SHORT TASK A - Copy from the text on Marx and the payments crisis, word for word, the part starting with "Capital III, Chapter" and going on through "(TOSV2 p 505)".

Sunday, 13 March 2016

Capital III, Chapter 28 - Part 13

In Capital I, Chapter 3, it was illustrated that in a payments crisis, what Marx calls elsewhere a crisis of the second form, money “... turns from its ideal form into a material and, at the same time, absolute form of value vis-à-vis the commodities.” (p 459). In other words, there is a need to hold on to money rather than to exchange it for commodities. In Theories of Surplus Value, Marx describes it thus.

“At a given moment, the supply of all commodities can be greater than the demand for all commodities, since the demand for the general commodity, money, exchange-value, is greater than the demand for all particular commodities, in other words the motive to turn the commodity into money, to realise its exchange-value, prevails over the motive to transform the commodity again into use-value.” (TOSV2 p 505)

SHORT TASK B - Render the records as a JSON list of strings, one string per line and no blank lines, covering only the lines from the start of the records through the line containing "145), (535, 206)]]".

PROVIDED RECORDS -
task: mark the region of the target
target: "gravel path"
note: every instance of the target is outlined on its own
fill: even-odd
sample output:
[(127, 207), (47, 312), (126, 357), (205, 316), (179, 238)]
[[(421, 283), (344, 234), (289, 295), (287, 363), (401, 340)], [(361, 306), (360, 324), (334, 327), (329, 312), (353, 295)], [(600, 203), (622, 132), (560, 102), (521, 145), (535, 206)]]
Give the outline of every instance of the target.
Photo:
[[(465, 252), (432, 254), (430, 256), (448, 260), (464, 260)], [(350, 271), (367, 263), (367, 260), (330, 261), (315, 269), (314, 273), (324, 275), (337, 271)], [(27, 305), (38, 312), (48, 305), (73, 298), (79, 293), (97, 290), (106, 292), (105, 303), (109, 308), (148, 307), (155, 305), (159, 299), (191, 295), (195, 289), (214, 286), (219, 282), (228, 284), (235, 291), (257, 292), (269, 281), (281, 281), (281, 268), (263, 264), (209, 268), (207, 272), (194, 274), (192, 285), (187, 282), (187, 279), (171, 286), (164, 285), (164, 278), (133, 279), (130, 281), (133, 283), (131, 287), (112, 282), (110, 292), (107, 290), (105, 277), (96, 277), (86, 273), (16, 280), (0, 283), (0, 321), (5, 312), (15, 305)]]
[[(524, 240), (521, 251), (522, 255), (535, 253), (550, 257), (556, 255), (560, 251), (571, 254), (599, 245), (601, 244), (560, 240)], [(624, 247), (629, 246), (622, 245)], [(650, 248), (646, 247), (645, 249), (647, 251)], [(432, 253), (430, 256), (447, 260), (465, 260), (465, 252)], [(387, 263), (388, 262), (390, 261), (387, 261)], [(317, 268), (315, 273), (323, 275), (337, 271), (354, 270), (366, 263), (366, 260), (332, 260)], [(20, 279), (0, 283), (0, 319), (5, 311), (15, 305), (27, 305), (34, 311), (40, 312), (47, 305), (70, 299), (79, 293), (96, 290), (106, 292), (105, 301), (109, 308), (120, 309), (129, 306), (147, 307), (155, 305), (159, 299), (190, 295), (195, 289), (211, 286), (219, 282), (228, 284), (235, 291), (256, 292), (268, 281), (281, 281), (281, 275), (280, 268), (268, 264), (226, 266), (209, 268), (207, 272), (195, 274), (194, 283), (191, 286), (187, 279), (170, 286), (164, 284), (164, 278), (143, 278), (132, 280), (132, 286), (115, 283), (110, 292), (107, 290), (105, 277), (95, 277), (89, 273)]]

TASK SOLUTION A -
Capital III, Chapter 28 - Part 13

In Capital I, Chapter 3, it was illustrated that in a payments crisis, what Marx calls elsewhere a crisis of the second form, money “... turns from its ideal form into a material and, at the same time, absolute form of value vis-à-vis the commodities.” (p 459). In other words, there is a need to hold on to money rather than to exchange it for commodities. In Theories of Surplus Value, Marx describes it thus.

“At a given moment, the supply of all commodities can be greater than the demand for all commodities, since the demand for the general commodity, money, exchange-value, is greater than the demand for all particular commodities, in other words the motive to turn the commodity into money, to realise its exchange-value, prevails over the motive to transform the commodity again into use-value.” (TOSV2 p 505)

TASK SOLUTION B -
[
  "task: mark the region of the target",
  "target: \"gravel path\"",
  "note: every instance of the target is outlined on its own",
  "fill: even-odd",
  "sample output:",
  "[(127, 207), (47, 312), (126, 357), (205, 316), (179, 238)]",
  "[[(421, 283), (344, 234), (289, 295), (287, 363), (401, 340)], [(361, 306), (360, 324), (334, 327), (329, 312), (353, 295)], [(600, 203), (622, 132), (560, 102), (521, 145), (535, 206)]]"
]